Copy out the items from the line that contains "If you would be willing to tag the red tile" through the end of the records, keeping each request as it is, and multiply every coordinate in the answers by 2.4, rounding to whole numbers with halves rounded up.

— start INPUT FOR THIS TASK —

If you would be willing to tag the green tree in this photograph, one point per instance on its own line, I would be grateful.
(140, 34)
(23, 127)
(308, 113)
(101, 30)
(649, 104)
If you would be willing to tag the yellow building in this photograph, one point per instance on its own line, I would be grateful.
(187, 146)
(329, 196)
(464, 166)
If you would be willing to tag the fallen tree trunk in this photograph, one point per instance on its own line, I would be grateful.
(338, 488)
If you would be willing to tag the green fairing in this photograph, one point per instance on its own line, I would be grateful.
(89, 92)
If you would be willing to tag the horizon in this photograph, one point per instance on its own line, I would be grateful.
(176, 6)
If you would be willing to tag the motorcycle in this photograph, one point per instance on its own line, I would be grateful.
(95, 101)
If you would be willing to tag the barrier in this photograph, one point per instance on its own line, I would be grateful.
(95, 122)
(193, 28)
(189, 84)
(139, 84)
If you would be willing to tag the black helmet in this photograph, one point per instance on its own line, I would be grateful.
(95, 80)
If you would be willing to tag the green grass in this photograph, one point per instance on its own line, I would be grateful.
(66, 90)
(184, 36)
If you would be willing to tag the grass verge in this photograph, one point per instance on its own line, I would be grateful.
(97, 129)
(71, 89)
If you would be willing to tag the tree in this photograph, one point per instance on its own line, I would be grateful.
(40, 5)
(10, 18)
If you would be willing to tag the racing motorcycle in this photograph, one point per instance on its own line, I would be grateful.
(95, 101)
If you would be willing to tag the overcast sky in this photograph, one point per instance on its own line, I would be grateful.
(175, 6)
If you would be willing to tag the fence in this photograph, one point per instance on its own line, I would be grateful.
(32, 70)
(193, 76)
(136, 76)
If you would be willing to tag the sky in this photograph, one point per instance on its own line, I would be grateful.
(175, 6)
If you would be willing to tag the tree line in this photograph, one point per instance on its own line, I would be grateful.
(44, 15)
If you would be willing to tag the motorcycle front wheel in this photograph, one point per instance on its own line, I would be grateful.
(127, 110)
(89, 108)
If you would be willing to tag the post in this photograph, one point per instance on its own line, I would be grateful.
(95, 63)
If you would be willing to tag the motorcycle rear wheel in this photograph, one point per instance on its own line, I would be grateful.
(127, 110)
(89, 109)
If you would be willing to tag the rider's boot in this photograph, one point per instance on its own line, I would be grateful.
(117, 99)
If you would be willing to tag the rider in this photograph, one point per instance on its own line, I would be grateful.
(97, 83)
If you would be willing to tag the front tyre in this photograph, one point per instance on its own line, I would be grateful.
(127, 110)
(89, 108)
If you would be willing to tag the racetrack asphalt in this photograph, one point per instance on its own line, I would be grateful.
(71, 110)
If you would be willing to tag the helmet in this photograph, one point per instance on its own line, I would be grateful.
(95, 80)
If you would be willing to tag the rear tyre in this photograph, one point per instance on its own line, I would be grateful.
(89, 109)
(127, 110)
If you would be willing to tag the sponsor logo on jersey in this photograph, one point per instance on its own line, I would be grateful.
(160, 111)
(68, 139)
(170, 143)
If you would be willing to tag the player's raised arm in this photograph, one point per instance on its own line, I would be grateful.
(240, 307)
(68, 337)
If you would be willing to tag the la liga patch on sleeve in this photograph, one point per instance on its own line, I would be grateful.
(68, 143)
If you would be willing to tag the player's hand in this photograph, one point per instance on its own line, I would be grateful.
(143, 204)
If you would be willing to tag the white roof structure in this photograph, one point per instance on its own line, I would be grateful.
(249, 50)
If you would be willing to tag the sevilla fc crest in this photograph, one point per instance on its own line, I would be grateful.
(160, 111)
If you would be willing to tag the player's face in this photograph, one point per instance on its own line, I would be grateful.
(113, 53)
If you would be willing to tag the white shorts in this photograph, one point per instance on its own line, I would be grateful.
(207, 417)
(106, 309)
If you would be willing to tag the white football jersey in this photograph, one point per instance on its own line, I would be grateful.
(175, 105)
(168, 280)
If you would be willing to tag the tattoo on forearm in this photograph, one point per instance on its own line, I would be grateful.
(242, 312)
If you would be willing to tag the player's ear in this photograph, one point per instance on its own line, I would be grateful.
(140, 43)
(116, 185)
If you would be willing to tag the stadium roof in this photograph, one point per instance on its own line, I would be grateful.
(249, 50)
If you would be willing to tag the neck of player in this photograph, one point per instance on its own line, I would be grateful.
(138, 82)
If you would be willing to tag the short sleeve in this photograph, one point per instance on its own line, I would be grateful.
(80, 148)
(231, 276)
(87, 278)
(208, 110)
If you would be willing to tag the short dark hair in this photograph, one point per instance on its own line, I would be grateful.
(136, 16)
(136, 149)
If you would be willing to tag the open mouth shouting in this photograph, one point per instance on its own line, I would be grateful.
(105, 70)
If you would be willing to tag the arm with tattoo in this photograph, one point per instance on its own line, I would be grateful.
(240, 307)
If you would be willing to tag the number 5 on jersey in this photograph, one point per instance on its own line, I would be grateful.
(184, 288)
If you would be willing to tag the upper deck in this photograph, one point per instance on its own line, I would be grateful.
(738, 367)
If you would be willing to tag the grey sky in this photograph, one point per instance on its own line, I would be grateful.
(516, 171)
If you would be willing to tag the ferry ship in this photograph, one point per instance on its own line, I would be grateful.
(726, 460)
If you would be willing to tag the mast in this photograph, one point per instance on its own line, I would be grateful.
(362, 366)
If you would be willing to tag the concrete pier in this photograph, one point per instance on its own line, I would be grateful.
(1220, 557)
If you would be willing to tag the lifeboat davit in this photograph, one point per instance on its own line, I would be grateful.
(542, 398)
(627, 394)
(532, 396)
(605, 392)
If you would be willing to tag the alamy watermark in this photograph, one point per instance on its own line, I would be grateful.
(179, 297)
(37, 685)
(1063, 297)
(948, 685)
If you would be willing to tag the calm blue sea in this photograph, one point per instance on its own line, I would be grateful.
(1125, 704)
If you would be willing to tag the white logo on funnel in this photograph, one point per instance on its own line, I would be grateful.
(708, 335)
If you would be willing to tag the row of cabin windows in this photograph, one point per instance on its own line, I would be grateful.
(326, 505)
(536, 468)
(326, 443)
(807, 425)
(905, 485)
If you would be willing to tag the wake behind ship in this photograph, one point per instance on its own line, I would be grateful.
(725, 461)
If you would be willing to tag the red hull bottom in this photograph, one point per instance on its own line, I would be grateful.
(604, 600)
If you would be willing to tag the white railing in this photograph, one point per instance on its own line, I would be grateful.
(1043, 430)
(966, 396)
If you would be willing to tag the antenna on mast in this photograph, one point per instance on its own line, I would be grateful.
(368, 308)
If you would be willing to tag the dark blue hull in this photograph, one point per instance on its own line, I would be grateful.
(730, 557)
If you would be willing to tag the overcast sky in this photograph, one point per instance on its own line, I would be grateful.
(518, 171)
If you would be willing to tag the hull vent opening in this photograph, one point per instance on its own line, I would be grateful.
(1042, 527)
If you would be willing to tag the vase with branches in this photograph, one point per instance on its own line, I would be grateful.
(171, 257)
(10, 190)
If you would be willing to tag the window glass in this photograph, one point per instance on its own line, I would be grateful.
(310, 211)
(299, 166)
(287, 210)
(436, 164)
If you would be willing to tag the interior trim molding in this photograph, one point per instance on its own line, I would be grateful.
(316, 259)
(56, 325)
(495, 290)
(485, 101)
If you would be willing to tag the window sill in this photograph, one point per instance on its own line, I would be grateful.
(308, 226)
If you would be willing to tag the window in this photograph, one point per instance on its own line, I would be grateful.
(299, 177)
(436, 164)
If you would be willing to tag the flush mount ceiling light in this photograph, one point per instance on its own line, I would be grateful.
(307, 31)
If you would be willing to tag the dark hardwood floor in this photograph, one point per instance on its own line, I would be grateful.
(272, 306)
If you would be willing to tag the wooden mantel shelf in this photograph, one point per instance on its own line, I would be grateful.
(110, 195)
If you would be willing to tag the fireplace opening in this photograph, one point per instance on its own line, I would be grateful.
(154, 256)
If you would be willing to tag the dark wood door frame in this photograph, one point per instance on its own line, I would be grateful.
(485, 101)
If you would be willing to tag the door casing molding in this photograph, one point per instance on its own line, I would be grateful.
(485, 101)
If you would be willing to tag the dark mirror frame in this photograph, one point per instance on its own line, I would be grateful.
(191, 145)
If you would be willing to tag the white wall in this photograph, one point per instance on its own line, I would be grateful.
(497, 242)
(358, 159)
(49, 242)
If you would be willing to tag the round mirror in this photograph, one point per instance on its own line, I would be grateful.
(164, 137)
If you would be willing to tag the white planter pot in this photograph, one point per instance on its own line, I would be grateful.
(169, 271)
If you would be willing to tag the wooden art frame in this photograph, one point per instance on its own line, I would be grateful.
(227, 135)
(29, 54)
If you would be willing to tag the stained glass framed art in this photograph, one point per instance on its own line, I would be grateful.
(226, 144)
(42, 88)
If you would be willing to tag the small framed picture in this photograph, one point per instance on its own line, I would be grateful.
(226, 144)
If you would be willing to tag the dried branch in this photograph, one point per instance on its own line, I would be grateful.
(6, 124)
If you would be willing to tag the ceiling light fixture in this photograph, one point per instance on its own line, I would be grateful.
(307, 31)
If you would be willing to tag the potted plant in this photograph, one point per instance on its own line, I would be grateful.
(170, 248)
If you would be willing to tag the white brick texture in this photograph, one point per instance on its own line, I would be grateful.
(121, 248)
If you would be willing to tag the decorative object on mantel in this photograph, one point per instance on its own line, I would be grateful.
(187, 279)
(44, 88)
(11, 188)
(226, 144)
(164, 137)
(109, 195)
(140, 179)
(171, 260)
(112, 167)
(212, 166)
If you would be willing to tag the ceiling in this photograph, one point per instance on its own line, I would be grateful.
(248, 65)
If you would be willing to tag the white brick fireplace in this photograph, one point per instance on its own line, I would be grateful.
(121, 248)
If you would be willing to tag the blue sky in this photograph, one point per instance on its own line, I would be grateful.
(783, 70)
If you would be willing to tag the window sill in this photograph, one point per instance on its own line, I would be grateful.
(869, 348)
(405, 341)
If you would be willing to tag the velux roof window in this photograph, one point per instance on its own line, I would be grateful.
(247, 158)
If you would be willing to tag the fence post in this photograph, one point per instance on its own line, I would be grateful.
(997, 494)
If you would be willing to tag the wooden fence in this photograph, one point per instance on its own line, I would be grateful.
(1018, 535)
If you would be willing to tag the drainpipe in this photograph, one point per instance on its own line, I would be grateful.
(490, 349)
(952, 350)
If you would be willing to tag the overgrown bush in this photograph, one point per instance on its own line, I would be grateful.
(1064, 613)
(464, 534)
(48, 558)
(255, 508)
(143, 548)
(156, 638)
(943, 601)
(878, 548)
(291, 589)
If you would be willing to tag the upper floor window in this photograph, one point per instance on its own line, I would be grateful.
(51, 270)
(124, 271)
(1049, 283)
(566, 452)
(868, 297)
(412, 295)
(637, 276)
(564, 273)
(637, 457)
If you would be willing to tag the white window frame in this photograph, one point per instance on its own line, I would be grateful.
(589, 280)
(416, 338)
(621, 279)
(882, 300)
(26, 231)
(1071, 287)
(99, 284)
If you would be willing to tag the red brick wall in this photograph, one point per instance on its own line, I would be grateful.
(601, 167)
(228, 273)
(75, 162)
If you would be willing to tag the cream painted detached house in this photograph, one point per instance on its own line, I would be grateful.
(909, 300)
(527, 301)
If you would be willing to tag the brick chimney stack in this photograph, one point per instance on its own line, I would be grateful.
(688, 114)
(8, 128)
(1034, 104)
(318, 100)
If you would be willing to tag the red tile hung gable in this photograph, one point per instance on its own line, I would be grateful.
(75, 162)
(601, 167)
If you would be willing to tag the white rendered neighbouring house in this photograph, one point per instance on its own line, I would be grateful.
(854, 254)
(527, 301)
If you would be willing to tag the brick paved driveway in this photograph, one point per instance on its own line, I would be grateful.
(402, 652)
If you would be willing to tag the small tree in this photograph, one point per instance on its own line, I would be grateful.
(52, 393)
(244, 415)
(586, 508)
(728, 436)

— end INPUT FOR THIS TASK —

[THE COMPLETED TASK]:
If you would be willing to tag the red tile hung gable in this photograph, one point per instance on its own line, I would be grateful.
(180, 389)
(1442, 401)
If you would be willing to tag the white rendered neighbouring house in this photograph, one point per instance on its own line, I would be grateful.
(2050, 610)
(1265, 722)
If you would be willing to tag the brick paved driveway in this photograph, one point per instance on its own line, I would be grateful.
(965, 1565)
If you would be willing to tag the small tree in this photograph, one point per instance on its own line, I would be grateful.
(125, 943)
(586, 996)
(1406, 1219)
(1747, 1046)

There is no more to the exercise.